── Provided records

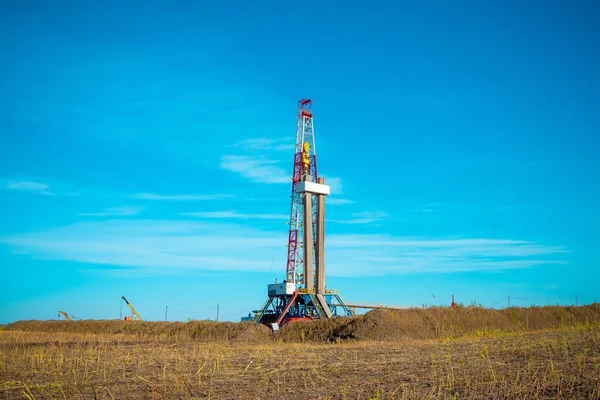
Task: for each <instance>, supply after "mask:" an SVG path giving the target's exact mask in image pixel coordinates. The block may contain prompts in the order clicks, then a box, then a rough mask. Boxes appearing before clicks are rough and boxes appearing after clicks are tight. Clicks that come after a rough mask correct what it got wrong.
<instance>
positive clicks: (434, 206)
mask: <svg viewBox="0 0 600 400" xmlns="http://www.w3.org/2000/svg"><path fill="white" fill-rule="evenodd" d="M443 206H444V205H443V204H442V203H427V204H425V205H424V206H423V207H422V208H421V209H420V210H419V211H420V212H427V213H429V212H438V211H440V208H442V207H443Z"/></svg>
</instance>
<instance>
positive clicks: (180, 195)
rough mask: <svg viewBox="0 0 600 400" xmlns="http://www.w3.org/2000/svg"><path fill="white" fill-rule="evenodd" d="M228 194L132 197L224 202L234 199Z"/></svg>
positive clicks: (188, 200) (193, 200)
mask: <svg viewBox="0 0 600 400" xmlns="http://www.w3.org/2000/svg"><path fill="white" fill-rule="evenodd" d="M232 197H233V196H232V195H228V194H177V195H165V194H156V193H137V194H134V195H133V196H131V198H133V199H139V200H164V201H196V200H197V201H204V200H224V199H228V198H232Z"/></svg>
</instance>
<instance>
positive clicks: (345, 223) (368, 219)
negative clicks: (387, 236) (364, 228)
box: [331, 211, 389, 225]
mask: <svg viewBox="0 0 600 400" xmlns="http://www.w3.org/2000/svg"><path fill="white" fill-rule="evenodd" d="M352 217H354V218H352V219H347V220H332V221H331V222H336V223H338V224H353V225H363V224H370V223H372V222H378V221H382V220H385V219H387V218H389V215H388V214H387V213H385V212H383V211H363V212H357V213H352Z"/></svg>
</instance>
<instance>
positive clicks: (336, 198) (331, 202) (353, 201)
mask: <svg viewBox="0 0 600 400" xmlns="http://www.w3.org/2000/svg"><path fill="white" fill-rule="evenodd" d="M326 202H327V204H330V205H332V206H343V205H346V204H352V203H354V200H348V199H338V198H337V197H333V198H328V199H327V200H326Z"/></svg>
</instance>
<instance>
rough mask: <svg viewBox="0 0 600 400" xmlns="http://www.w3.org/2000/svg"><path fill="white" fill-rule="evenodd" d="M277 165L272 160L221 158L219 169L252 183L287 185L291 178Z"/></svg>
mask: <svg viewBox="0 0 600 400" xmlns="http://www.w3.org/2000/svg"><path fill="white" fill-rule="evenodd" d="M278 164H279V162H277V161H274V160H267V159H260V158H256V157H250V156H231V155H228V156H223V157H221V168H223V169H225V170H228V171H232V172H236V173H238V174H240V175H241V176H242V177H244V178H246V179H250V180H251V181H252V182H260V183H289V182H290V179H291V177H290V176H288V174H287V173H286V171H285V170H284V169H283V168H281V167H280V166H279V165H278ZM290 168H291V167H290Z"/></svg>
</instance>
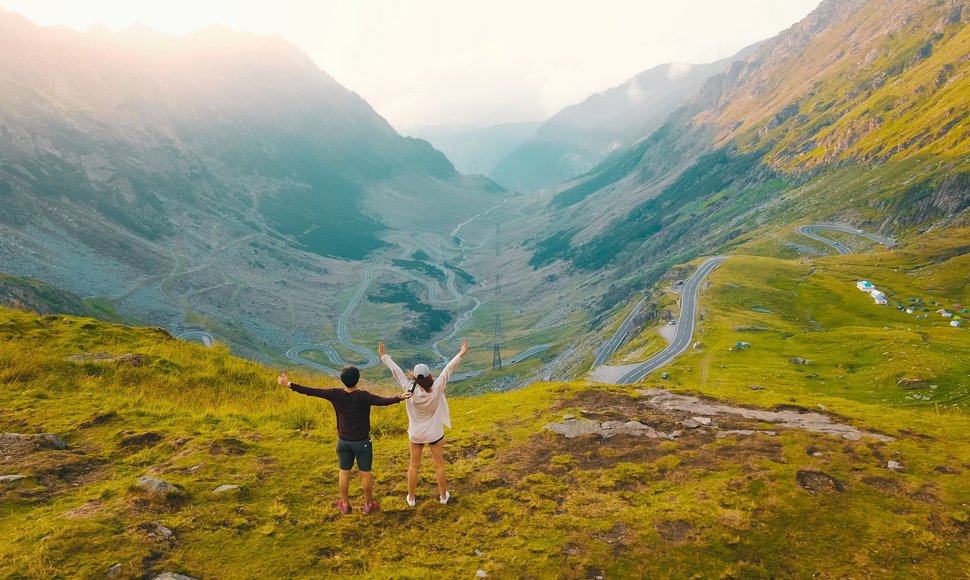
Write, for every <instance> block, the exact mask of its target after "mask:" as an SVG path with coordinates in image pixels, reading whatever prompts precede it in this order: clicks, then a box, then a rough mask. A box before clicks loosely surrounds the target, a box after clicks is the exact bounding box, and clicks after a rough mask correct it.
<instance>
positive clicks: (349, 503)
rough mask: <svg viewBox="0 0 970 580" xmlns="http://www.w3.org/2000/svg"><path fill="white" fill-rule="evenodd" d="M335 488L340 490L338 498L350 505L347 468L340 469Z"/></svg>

────

How to complete this task -
Up to and including the last line of the material, reproduce every line exactly, beginning with the one that contains "positive clicks: (349, 503)" and adding nothing else.

Exercise response -
positive clicks: (349, 503)
rough mask: <svg viewBox="0 0 970 580" xmlns="http://www.w3.org/2000/svg"><path fill="white" fill-rule="evenodd" d="M335 488L340 490L338 498L350 505L347 468L340 469Z"/></svg>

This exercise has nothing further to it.